What is needed: Here are some records; quote them exactly, leaving out the pictures.

The records:
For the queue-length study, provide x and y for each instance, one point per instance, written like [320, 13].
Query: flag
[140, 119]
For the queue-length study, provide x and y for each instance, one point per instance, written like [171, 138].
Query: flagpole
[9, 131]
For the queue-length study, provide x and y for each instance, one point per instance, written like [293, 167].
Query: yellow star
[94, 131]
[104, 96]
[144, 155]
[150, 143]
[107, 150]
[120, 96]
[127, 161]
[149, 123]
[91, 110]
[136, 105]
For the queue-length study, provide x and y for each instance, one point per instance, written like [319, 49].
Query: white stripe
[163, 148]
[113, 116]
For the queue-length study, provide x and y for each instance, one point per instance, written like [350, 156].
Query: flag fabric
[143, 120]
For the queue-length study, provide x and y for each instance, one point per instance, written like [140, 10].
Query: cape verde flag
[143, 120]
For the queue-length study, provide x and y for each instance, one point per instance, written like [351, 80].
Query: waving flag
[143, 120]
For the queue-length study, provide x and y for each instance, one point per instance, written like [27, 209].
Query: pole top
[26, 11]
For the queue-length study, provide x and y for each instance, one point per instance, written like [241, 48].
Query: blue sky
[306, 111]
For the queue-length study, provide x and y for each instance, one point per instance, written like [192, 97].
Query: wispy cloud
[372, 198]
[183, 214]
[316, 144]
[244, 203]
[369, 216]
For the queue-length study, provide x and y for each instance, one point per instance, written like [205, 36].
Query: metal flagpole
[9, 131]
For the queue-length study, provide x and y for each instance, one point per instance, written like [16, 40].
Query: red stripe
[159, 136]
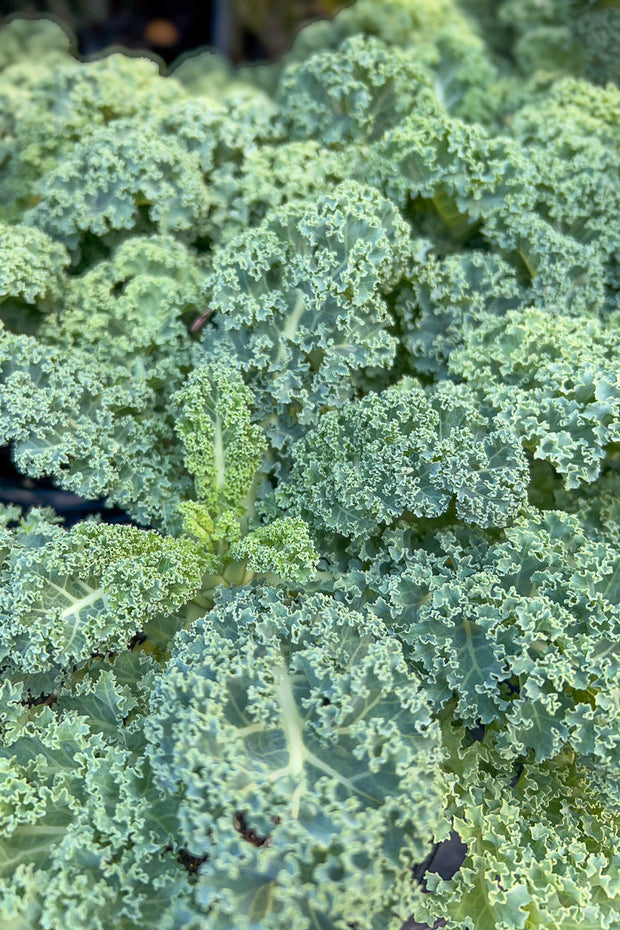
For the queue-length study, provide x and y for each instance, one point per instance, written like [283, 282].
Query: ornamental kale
[340, 335]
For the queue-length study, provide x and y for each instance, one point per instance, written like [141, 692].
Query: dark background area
[244, 30]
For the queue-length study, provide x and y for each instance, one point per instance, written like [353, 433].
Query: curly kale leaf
[299, 305]
[305, 761]
[407, 452]
[68, 594]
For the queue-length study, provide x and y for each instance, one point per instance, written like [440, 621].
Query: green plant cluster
[341, 336]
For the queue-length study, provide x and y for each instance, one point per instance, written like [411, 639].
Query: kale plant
[340, 334]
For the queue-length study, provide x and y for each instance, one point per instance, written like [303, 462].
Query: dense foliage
[341, 336]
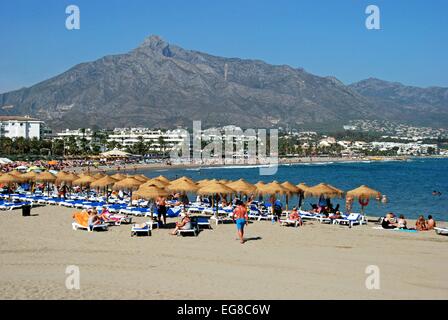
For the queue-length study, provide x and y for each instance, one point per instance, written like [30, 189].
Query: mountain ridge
[159, 84]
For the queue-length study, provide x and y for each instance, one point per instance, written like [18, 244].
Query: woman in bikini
[240, 217]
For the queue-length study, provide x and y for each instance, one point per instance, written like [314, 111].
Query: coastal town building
[21, 127]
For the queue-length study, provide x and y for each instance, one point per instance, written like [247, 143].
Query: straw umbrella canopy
[183, 186]
[150, 193]
[119, 176]
[85, 180]
[45, 177]
[214, 187]
[29, 176]
[127, 184]
[242, 186]
[184, 178]
[363, 193]
[99, 176]
[323, 189]
[8, 179]
[68, 178]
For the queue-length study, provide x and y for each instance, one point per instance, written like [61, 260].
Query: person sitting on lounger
[420, 224]
[388, 222]
[336, 215]
[294, 215]
[402, 223]
[430, 223]
[94, 219]
[184, 224]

Expected output:
For the queue-length study, provide x and y for each instance, one point per instance, written like [320, 13].
Query: flag
[140, 119]
For the queue-length study, provide x and y for each instance, one point per instance, written like [171, 138].
Query: flagpole
[9, 131]
For the queue-length study, provide x and y for each instance, one point per instance, written like [293, 167].
Query: yellow star
[94, 131]
[104, 96]
[144, 155]
[150, 143]
[107, 150]
[120, 96]
[127, 161]
[149, 123]
[91, 110]
[136, 105]
For the queue-length study, provide x and y for each instance, one point per instance, written like [319, 49].
Query: white stripe
[163, 148]
[113, 116]
For the queue-length study, provide x and y for each instance, one point per instance, written like [350, 156].
Query: flag fabric
[143, 120]
For the queue-length study, provide x and y for each instance, one point per instance, written like [140, 10].
Query: cape verde flag
[143, 120]
For the queue-length study, provide x and y for each instance, one point per instance, written like [351, 80].
Query: waving flag
[143, 120]
For the queue-length study, provide x and y for each instance, one point per instance, written like [27, 209].
Query: pole top
[26, 11]
For the queue-length study, provide x and y for each instance, one point per instance, written like [241, 48].
Query: blue sky
[306, 111]
For the queue-length study, provide x and y for each instance, one point per instance, written like [192, 97].
Query: wispy cloud
[372, 198]
[183, 214]
[316, 144]
[244, 203]
[369, 216]
For the queue-length study, provide x and y for each instance, one point per instance, written like [205, 36].
Query: metal flagpole
[9, 131]
For the queue-length study, provide x and y for each instance, one point per instance, written like [16, 40].
Query: red stripe
[159, 136]
For the queue-length study, provide x and y for each instance, one point per instance, written like [283, 282].
Query: ornamental kale
[340, 335]
For the queue-length study, provide x and y for each instance, one point per instance, written like [141, 692].
Query: dark background area
[244, 30]
For the queue-length study, provide x and y for each instance, one point per instance, written like [353, 433].
Query: curly kale leaf
[299, 305]
[305, 761]
[407, 452]
[68, 594]
For the queue-length study, provide x and y for each instance, one point per instance, written like [440, 621].
Query: green plant cluster
[341, 336]
For the queue-length study, provide x and y for each instance, one point per instance, written like [411, 639].
Query: kale plant
[340, 334]
For the queue-length study, provide x and y for each instance, one point per instance, written like [303, 462].
Query: dense foliage
[341, 336]
For the queue-length study, provide x and y for each instance, one point per instance, written like [30, 189].
Query: mountain ridge
[159, 84]
For the queue-length study, provide x and y for each instance, one point per instance, written like [18, 244].
Query: woman in bikini
[240, 217]
For the queue-length study, provide x and y for each instance, one point per instance, written like [314, 111].
Query: coastal town building
[21, 127]
For the queue-length study, provide x and y for each instance, one point per instance, written like [247, 143].
Query: straw umbrella canopy
[183, 186]
[150, 193]
[119, 176]
[85, 180]
[45, 177]
[214, 187]
[29, 176]
[127, 184]
[242, 186]
[184, 178]
[363, 193]
[99, 176]
[323, 189]
[8, 179]
[68, 178]
For the queue-length study, provide x and y for each instance, one point per instance, written like [61, 260].
Query: person sitting on lounger
[420, 224]
[388, 222]
[336, 215]
[294, 215]
[402, 223]
[430, 223]
[94, 219]
[184, 224]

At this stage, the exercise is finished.